Re: [PATCH v3] vfio/mdev: Check globally for duplicate devices

From: Alex Williamson
Date: Fri May 18 2018 - 12:34:52 EST


On Fri, 18 May 2018 12:34:03 +0530
Kirti Wankhede <kwankhede@xxxxxxxxxx> wrote:

> On 5/18/2018 3:07 AM, Alex Williamson wrote:
> > On Fri, 18 May 2018 01:56:50 +0530
> > Kirti Wankhede <kwankhede@xxxxxxxxxx> wrote:
> >
> >> On 5/17/2018 9:50 PM, Alex Williamson wrote:
> >>> On Thu, 17 May 2018 21:25:22 +0530
> >>> Kirti Wankhede <kwankhede@xxxxxxxxxx> wrote:
> >>>
> >>>> On 5/17/2018 1:39 PM, Cornelia Huck wrote:
> >>>>> On Wed, 16 May 2018 21:30:19 -0600
> >>>>> Alex Williamson <alex.williamson@xxxxxxxxxx> wrote:
> >>>>>
> >>>>>> When we create an mdev device, we check for duplicates against the
> >>>>>> parent device and return -EEXIST if found, but the mdev device
> >>>>>> namespace is global since we'll link all devices from the bus. We do
> >>>>>> catch this later in sysfs_do_create_link_sd() to return -EEXIST, but
> >>>>>> with it comes a kernel warning and stack trace for trying to create
> >>>>>> duplicate sysfs links, which makes it an undesirable response.
> >>>>>>
> >>>>>> Therefore we should really be looking for duplicates across all mdev
> >>>>>> parent devices, or as implemented here, against our mdev device list.
> >>>>>> Using mdev_list to prevent duplicates means that we can remove
> >>>>>> mdev_parent.lock, but in order not to serialize mdev device creation
> >>>>>> and removal globally, we add mdev_device.active which allows UUIDs to
> >>>>>> be reserved such that we can drop the mdev_list_lock before the mdev
> >>>>>> device is fully in place.

### Task instructions
1 - Answer these questions from the patch thread, each answer on its own line marked (a), (b), or (c):
(a) What date and time does the header give for the top message?
(b) Which function later catches the duplicate and returns -EEXIST?
(c) Which field is added so that UUIDs can be reserved?
2 - Name every person the patch thread gives as the writer of a message, each name listed once.

### Provided material
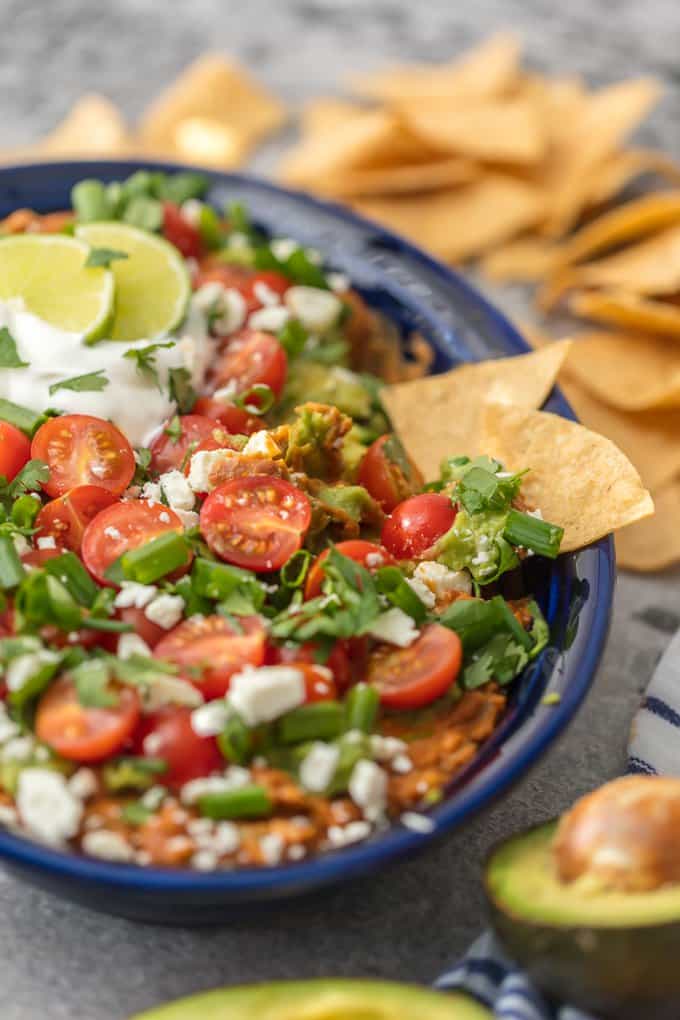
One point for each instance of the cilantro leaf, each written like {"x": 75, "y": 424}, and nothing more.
{"x": 9, "y": 357}
{"x": 90, "y": 383}
{"x": 102, "y": 257}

### Expected responses
1 -
(a) Fri May 18 2018 - 12:34:52 EST
(b) sysfs_do_create_link_sd()
(c) mdev_device.active

2 -
Alex Williamson
Kirti Wankhede
Cornelia Huck